> [SUPPLIED PASSAGE]:
----------

Countries Archives: United States

Chicago Blues

“Chicago blues” developed in the early part of the 20th century during the “Great Migration,” when African-Americans from the south–including some from Mississippi who played Delta blues–moved to northern cities like Chicago in search of work. While early Chicago blues musicians played their acoustic guitars and harmonicas on street corners, South Side clubs (that mainly catered to African-Americans) invited them to perform inside and added microphones and amplification so large crowds could hear them; soon, North Side musicians and audiences “discovered” blues and a thriving, highly commercial scene developed. By the ’40s Chicago blues artists started using a broader array of scales in their improvising than their Delta blues ancestors, advancing the genre beyond its original manifestation as an electrified form of down-home Southern blues.

----------

Stored dataset items:
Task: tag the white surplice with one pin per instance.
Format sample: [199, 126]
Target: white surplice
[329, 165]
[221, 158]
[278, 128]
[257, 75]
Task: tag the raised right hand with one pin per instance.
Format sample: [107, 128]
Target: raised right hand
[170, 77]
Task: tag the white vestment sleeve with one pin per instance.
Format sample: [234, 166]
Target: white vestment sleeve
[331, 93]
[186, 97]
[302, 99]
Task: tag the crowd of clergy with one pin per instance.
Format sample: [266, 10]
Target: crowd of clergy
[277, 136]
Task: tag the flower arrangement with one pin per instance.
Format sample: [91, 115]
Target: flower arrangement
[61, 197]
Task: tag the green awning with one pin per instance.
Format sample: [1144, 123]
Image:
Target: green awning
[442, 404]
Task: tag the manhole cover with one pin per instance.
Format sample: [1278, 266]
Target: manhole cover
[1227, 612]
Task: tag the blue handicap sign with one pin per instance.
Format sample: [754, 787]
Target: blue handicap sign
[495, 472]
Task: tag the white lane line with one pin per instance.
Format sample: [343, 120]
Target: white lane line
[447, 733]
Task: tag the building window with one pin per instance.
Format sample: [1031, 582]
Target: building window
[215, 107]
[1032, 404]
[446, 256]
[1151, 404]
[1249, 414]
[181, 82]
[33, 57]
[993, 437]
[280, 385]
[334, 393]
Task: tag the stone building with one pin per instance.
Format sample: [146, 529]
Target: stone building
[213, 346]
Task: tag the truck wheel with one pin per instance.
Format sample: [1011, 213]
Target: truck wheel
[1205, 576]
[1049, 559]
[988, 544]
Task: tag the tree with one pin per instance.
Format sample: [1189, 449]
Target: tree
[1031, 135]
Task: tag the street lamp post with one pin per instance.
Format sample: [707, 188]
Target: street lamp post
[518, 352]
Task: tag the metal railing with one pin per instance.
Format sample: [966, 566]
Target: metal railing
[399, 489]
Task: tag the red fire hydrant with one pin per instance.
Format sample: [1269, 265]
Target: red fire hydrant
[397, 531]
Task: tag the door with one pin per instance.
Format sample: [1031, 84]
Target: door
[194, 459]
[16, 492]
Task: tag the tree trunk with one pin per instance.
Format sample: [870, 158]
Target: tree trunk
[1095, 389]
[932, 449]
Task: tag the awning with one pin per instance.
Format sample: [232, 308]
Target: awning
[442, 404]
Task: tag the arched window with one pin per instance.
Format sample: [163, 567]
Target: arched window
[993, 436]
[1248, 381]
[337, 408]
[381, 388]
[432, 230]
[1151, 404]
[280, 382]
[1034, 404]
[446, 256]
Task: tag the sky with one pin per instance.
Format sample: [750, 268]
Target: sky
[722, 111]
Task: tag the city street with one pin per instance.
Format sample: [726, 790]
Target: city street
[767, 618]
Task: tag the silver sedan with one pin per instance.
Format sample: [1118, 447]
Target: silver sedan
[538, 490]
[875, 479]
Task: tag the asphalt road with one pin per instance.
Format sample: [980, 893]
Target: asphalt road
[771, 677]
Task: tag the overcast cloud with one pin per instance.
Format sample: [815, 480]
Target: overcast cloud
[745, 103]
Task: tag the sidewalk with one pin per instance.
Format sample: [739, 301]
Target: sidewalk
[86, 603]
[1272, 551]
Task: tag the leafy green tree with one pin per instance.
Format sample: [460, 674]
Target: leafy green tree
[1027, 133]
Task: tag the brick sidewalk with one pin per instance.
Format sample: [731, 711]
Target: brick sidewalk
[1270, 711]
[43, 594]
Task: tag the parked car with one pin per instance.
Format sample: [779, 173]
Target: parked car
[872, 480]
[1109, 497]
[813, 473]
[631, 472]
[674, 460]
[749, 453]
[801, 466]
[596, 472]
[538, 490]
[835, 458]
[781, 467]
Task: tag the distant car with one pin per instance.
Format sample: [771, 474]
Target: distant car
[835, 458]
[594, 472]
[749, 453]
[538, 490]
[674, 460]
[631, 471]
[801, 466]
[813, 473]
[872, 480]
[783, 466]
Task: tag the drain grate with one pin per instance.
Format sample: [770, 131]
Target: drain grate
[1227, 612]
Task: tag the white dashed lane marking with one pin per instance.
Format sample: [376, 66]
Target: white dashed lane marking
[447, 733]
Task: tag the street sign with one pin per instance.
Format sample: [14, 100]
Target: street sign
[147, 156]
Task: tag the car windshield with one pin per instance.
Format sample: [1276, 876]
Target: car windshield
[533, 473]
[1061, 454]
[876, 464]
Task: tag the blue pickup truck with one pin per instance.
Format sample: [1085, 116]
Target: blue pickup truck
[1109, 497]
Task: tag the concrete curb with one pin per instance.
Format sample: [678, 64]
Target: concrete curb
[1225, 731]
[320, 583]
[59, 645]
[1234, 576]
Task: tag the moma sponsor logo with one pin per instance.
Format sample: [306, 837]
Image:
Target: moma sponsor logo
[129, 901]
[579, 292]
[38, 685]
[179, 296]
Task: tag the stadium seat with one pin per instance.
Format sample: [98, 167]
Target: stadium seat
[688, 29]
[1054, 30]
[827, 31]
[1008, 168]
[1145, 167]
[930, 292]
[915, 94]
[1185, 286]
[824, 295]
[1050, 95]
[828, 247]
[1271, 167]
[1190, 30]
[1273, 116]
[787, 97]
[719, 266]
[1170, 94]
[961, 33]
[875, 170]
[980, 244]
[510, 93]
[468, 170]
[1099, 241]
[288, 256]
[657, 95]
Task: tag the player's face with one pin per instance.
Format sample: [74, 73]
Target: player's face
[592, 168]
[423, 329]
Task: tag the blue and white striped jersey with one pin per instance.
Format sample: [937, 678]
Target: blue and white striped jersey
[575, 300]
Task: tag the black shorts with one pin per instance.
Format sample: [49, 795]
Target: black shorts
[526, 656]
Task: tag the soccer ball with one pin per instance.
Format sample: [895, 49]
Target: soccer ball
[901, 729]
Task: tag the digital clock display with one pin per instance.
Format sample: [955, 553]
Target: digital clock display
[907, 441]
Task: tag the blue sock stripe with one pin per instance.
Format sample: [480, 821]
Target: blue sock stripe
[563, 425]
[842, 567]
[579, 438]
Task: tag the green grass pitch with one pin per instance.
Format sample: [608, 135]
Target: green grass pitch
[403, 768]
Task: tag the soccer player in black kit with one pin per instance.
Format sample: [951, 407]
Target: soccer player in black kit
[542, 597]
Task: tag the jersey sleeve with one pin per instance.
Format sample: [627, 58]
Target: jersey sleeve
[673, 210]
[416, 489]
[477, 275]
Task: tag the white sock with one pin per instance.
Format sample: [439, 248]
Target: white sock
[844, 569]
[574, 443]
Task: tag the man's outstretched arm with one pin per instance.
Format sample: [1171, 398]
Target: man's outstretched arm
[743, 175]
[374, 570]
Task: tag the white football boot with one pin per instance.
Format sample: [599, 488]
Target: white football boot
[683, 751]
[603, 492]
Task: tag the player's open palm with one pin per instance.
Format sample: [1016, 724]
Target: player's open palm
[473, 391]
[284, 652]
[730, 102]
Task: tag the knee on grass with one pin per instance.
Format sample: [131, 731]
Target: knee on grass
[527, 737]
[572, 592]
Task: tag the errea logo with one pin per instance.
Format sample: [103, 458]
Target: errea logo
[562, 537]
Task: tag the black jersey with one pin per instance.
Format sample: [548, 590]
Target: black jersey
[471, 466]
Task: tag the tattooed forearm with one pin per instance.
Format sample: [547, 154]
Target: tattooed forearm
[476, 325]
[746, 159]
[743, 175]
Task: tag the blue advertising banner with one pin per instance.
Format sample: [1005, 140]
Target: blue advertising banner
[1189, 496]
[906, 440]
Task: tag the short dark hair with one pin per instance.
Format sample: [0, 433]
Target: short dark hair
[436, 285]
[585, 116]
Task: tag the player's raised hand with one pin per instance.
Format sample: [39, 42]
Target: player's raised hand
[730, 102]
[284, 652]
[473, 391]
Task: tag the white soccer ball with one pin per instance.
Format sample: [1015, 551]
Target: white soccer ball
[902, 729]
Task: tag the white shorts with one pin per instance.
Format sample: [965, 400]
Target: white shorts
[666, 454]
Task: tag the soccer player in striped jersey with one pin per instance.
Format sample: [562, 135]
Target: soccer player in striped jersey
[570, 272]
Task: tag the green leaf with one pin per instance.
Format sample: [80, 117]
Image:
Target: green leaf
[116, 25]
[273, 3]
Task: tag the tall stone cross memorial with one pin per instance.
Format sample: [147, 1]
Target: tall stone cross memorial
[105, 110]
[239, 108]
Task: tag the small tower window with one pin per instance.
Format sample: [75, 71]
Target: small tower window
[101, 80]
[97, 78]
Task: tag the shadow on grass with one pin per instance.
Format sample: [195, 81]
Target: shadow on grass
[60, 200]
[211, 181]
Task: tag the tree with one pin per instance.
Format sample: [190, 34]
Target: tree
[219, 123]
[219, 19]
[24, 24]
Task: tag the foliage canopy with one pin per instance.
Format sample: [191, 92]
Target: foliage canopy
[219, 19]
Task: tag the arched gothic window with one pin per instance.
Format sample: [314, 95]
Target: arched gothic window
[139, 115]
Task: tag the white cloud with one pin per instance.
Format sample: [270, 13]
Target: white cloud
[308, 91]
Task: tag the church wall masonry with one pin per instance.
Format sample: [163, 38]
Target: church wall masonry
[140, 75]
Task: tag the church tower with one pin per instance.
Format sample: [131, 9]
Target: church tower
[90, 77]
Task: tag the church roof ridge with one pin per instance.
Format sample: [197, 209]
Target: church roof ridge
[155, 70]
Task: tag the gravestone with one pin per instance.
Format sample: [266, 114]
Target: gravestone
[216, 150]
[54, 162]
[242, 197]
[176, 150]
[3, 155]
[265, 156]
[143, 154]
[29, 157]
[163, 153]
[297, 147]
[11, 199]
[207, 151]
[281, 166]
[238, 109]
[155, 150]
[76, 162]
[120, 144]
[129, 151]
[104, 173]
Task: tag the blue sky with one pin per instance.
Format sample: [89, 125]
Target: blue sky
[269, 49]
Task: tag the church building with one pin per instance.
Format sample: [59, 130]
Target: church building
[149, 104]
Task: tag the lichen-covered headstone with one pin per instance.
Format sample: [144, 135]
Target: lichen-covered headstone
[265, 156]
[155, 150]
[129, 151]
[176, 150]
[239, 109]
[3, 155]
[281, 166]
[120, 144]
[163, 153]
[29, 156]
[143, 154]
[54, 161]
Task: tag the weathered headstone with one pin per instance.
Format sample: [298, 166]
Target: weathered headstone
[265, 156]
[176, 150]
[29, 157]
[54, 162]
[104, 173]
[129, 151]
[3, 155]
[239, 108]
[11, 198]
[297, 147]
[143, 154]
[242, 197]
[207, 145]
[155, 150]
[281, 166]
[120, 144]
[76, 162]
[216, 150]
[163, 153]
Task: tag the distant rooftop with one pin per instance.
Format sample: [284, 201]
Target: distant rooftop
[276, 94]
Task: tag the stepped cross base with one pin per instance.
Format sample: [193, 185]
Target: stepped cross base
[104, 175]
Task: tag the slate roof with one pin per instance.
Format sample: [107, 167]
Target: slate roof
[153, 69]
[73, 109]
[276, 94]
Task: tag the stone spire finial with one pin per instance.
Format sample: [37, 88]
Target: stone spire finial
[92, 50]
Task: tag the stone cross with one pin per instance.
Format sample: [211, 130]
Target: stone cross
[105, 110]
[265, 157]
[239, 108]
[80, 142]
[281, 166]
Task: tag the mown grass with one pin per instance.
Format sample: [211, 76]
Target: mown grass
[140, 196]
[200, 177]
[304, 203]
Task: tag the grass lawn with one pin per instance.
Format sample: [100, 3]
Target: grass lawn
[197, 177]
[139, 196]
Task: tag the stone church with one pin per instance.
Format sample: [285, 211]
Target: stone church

----------

> [GOALS]:
(A) Answer these questions using the Chicago blues passage.
(i) During what period did Chicago blues develop?
(ii) What did South Side clubs add so that large crowds could hear the musicians?
(iii) By the '40s, what did Chicago blues artists start using in their improvising?
(B) Carry the Chicago blues passage further, picking up after its final sentence.

> [FINAL ANSWERS]:
(A)
(i) It developed in the early part of the 20th century, during the "Great Migration."
(ii) They added microphones and amplification.
(iii) They started using a broader array of scales than their Delta blues ancestors.

(B)
[Watch bass player WILLIE DIXON perform “Sittin’ and Cryin’ the Blues” in 1963 | Watch HOWLIN’ WOLF play “Shake It For Me” | Watch SONNY BOY WILLIAMSON play harmonica on “Nine Below Zero“]

Big Band Blues

BIG BAND BLUES/”JUMP BLUES”:
“Jump” blues took the basic spirit and rhythms of boogie woogie and transformed them into a popular style of energetic, highly danceable music. While some big bands of the ’40s and ’50s played songs in the the jump blues style, most jump blues ensembles were a bit smaller–six or seven performers, featuring just three horns, especially a tenor saxophone and a rhythm section, rather than sixteen or more performers in a big band–and therefore less expensive to hire at swing dances and at nightclubs.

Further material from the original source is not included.